---------- RECORDED INFORMATION ----------

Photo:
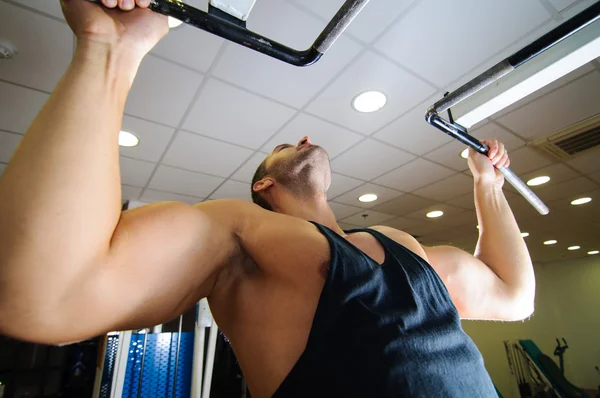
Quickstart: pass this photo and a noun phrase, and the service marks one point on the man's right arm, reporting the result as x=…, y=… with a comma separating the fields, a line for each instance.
x=71, y=265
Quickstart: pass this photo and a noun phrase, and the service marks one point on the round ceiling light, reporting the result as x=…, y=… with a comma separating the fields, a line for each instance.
x=435, y=214
x=368, y=198
x=370, y=101
x=174, y=22
x=534, y=182
x=127, y=139
x=581, y=201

----------

*WRITTEN INSTRUCTION*
Pull out every text line from the records above, unchanged and in order, leaving out the pictures.

*COMPLETED TASK*
Photo:
Quickstart: pass this photo and a noun phrase, and the service marks one point on the man's right arm, reporting the result as x=…, y=… with a comma separating the fields, a line for each instance.
x=71, y=265
Quickstart: pass this photo and a noun phrase, and the service marks one point on the round ceiling light, reporting the result as x=…, y=… with a comma separating the fields, a line for each instance.
x=435, y=214
x=368, y=198
x=370, y=101
x=174, y=22
x=534, y=182
x=127, y=139
x=581, y=201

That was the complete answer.